Docshipper, startup basée à Hong Kong, veut casser les codes du secteur de la supply chain, en personnalisant son offre à chaque client. Et souhaite lui fournir une gamme complète de services, de l’approvisionnement, à la distribution, en passant par la logistique. Un projet plutôt ambitieux. Explications avec Nicolas Rahmé, fondateur de la jeune pousse.
Le Moci. Quel est le concept de Docshipper ?
Nicolas Rahmé. Notre entreprise souhaite accompagner le client de A à Z. On les aide à acheter, à transporter et à distribuer. Mais bien évidement, si un client a déjà en interne l’un ou l’autre service, il peut ne prendre que ce qu’il souhaite et s’accommoder en fonction de ses besoins.
Le Moci. Quelle est l’idée de départ ?
Nicolas Rahmé. A chaque étape, les importateurs, comme les exportateurs font face à une industrie archaïque : ils doivent faire appel à un prestataire différent pour chaque étape de la chaîne d’approvisionnement. Par ailleurs, le marché est dominé par des gros acteurs dont les préoccupations sont plutôt focalisées sur la génération de dividendes que l’optimisation de l’expérience de leurs clients.
Pendant mon stage durant mes études, fin 2015, on s’est dit avec mon maître de stage, qu’il y avait quelque chose à faire avec le fret forwarding ou la logistique internationale. Au départ, je n’avais pas pour ambition d’être entrepreneur mais à défaut de trouver ce qui me correspond, je me suis dit qu’il fallait que je le crée.
Le Moci. Comment en êtes-vous arrivé à votre concept ?
Nicolas Rahmé. On s’est lancé avec mon ancien maitre de stage, lui sur la partie technique et moi j’avais le côté digital native. D’abord, il a fallu comprendre comment le marché fonctionne, aller chercher les clients, comment marche un network, comment être profitable de manière générale. Fin 2016, on signe des premiers clients qui nous font un retour positif. Au départ, on était basé en Thaïlande, on ne faisait que de la logistique internationale. Le constat était le suivant : on est sur une industrie éclatée avec de nombreux acteurs. Tous les acteurs sont spécialistes sur un domaine particulier. On a pris le schéma inverse : on n’est pas des opérateurs, notre métier c’est de monter un network d’opérateurs. On va se focaliser sur ce qu’on sait faire : du digital marketing pour aller chercher les clients et les ventes. Nous avons une manière de vendre qui casse les codes de l’industrie. On va essayer d’être extrêmement flexible dans notre manière de procéder pour satisfaire les besoins du client.

○ ○ ○ ○ ○ ○ ○

Exercice écrit 1: Selon l'entretien sur Docshipper, dans quel pays l'entreprise était-elle basée au départ ?
Exercice écrit 2: Poursuivez l'entretien sur Docshipper à partir de sa dernière phrase.
Les enregistrements ci-après forment un matériau indépendant de l'entretien sur Docshipper.

○ ○ ○ ○ ○ ○ ○

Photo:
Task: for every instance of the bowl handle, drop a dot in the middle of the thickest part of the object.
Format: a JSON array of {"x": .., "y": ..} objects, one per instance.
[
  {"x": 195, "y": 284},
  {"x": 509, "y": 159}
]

○ ○ ○ ○ ○ ○ ○

Réponse finale 1: En Thaïlande.

Réponse finale 2:
Le Moci. Comment arrive-t-on à faire sa place face à des géants du secteur ?
Nicolas Rahmé. Les besoins du client sont uniques. Il n’y a pas une opération qui ressemble à une autre. Elles peuvent être similaires. Mais il y a beaucoup de singularité dans ce business-là. Tout est différent : le pays de départ, d’arrivée, les régulations, l’entreprise, les budgets, les attentes… Notre but est de nous plier en 4 pour satisfaire le client, chose que les gros acteurs du marché ne font pas. Ils ont un process, ils ne vont pas forcément apporter ce côté assistance, notamment sur la flexibilité et notre manière de les accompagner. Derrière, on va apporter au client du conseil, c’est ça qui va nous permettre de sortir du lot. Parfois, on va conseiller au client de ne pas faire comme il le voulait au départ, en fonction de son business. Les acteurs traditionnels ne le font pas vraiment. Quand un client fait affaire avec nous, il va être suivi par une seule personne.
Le Moci. Une fois que la Thaïlande a commencé à bien marcher, vous avez ciblé d’autres zones ?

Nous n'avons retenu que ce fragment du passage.